-- EXTRACTED INFORMATION follows --

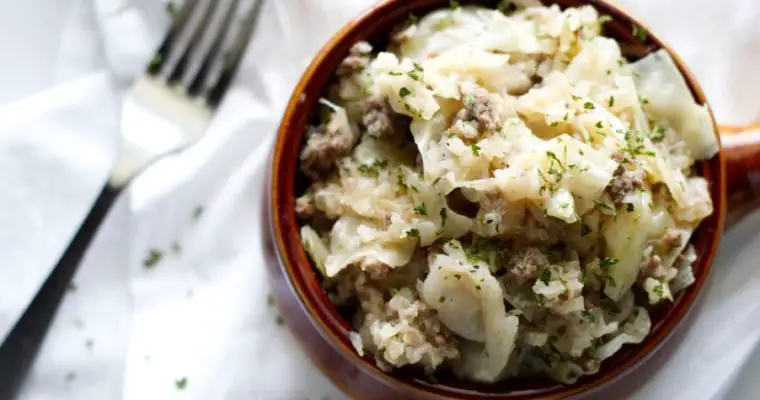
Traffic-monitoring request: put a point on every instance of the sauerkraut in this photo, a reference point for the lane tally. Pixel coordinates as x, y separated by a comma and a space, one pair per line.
488, 193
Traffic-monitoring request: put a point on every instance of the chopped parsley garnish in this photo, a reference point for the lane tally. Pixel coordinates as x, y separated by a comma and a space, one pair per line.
505, 5
372, 169
607, 262
420, 209
588, 316
154, 256
545, 276
415, 73
181, 383
640, 33
401, 181
585, 230
469, 100
658, 133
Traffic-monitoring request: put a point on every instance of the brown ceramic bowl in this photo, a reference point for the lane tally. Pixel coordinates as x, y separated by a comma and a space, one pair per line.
323, 333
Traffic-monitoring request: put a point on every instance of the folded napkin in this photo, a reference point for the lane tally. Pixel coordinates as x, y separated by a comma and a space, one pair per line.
197, 324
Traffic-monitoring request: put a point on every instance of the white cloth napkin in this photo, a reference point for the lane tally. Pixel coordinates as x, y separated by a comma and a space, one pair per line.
201, 316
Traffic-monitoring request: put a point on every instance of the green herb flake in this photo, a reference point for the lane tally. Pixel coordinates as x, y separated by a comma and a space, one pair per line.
658, 133
640, 33
585, 230
181, 383
420, 209
505, 6
469, 100
545, 276
607, 262
154, 256
588, 316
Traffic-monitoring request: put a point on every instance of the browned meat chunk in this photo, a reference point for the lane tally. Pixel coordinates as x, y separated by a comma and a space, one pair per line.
527, 263
380, 120
670, 240
325, 145
479, 107
304, 207
623, 183
358, 58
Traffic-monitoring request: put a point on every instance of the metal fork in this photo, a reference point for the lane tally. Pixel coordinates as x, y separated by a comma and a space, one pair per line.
167, 109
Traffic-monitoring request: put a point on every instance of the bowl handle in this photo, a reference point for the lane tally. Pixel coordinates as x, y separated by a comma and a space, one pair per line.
741, 146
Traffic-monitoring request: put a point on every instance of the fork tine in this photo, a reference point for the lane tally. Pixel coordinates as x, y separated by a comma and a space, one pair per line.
196, 86
195, 44
162, 54
232, 59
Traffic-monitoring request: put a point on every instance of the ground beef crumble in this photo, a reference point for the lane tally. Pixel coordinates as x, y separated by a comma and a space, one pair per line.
380, 121
357, 60
479, 107
527, 263
623, 183
324, 146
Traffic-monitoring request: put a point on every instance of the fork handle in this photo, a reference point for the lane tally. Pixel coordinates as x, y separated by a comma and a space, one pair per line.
20, 348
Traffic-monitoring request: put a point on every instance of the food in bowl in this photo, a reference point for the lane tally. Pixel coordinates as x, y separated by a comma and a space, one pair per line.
503, 194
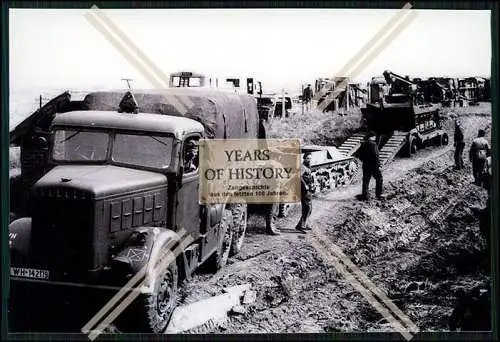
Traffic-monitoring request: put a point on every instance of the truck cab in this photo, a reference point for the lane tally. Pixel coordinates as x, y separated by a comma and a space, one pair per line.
120, 190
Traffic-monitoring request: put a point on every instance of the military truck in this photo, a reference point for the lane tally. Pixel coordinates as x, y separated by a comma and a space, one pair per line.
106, 191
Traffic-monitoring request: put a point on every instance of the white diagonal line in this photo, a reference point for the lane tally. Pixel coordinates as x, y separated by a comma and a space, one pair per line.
156, 80
368, 46
360, 288
371, 56
382, 44
128, 42
365, 280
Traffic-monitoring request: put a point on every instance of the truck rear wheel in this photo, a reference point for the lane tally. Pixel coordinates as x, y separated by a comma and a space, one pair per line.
239, 227
444, 139
150, 313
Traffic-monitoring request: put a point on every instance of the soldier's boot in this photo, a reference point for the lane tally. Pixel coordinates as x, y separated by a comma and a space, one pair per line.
270, 227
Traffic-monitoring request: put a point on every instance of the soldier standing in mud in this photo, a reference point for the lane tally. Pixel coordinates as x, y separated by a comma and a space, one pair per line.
307, 188
307, 97
459, 145
479, 151
369, 156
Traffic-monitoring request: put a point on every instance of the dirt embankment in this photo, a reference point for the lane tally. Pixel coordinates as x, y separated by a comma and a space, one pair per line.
422, 246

-- EXTRACTED INFORMATION concluded --

▶ _THE TASK_
Every line of the material must be repeated exactly; pictures stay out.

▶ _RESULT OF THIS TASK_
Traffic-monitoring request: put a point on every instance of the sauerkraut in this photo, a reference point for the lane tally. Pixel coordinates as x, y separated by a comma and a space, one pair per line.
488, 193
Traffic-monitoring request: put a point on every instance of the chopped parsley garnish in this photo, a reference point for the lane tally. Pixel coordinates as x, y separated by a comma and a space, one pair per line.
505, 5
372, 169
607, 262
420, 209
588, 316
154, 256
545, 276
415, 73
181, 383
640, 33
401, 181
585, 230
469, 100
658, 133
Traffic-monitoring request: put a point on every instance of the brown ceramic bowl in this photo, a reference point for the lane tally. Pixel coordinates as x, y separated by a comma and a space, one pair per line.
323, 333
Traffic-monitoring request: put a point on every instance of the folded napkin in this photo, a reference point for the lane tally. Pixel coordinates as x, y separated by a comma and a space, one pair per line.
197, 324
Traffic-monitoring request: put a point on every instance of the white cloth napkin in this photo, a reference point for the lane tally. Pixel coordinates as x, y separated by a comma and a space, one pair per line.
201, 316
Traffic-monitoring request: put a point on every instance of the green herb flake in this photo, a reference point for the lane tally. Pixel coordinates as x, y separated by a comma and a space, one pair per line.
658, 133
640, 33
585, 230
181, 383
420, 209
505, 6
469, 100
545, 276
607, 262
154, 256
588, 316
Traffic-monitoring request: put a point on every instance of the browned meat chunk in this photo, a reference point for the lane tally. Pixel coordinates as x, y separated by a comma and a space, one pair per line.
527, 263
380, 120
670, 240
325, 145
479, 107
304, 207
623, 183
358, 58
Traffic-monitoring request: put a point on every instance of the metal fork in this photo, a reference point for the lane tally. Pixel coordinates as x, y separated by a comma and a space, one pair per line.
167, 109
Traffic-monitoring request: put a point on every instance of the bowl handle in this photo, a reference point for the lane tally. Pixel coordinates as x, y separated by a comma and a space, one pair per line.
741, 146
Traffic-monitoring request: put a point on every instance of the fork tine in this photo, a reference point for the lane tally. Pixel coordinates as x, y separated by a comma and a space, one pair per line.
196, 86
195, 44
162, 54
232, 59
Traffic-monitoring request: put a point on every instance of the ground beef crumble in this photo, a reference point for the lane tally. Pixel coordinates as x, y separated by a comma and a space, one pair per line.
380, 121
357, 60
479, 107
527, 263
623, 183
324, 146
Traffic-monitoring request: put a point on every instance of the fork handle in this photo, a reference point for the lane tally. Pixel coordinates as x, y separated by a comma and a space, one pair per line.
20, 348
Traffic-monitoring request: put a point on every instance of the food in bowl in this photo, a reference point for the lane tally. Pixel coordinates as x, y separated by a comma and a space, one pair per line.
503, 194
Traffic-monitoring request: put a point on every instance of the truck cab in this photo, a reference point for the lane tally. Pixel coordinates as x, y separated by a comma and a space, one pair per line.
120, 190
Traffic-monitoring request: put a point on every instance of the military truck in this photo, a reference point for the lane tally. Pixel coordinates as x, y separated by a comma and a space, one pair per line.
106, 191
Traffic-monitoring request: put a point on every instance of the white diagonal line in this photo, a reference point for the lane tally. Pixel coordinates as x, y separated by a comma and a space, one pair per line.
156, 80
368, 46
360, 288
371, 56
382, 44
128, 42
365, 280
Traffic-monitoring request: put a point on every instance of the truck rear wheel in this photo, a reference point for the lane tally. Pixel coordinates as x, y separated by a comma and a space, one pair per line.
239, 227
444, 139
150, 313
Traffic-monitoring request: put a point on every instance of the soldier's boot in this photo, a reference point for the lane tally. Pixel coordinates as x, y separated by a comma and a space, one pair per line.
270, 227
Traffic-monitoring request: put a point on every instance of the soldier standing in mud in this photo, a reference point for the lane tally. Pixel coordinates as x, y separated by a comma and a space, one pair per line.
307, 188
307, 97
459, 145
479, 151
369, 156
Traffic-monitoring request: put a point on every instance of the dirt embankment in this photo, a reference point for the lane tally. Pixel coordinates as x, y separated by a comma and a space, one pair per line.
422, 246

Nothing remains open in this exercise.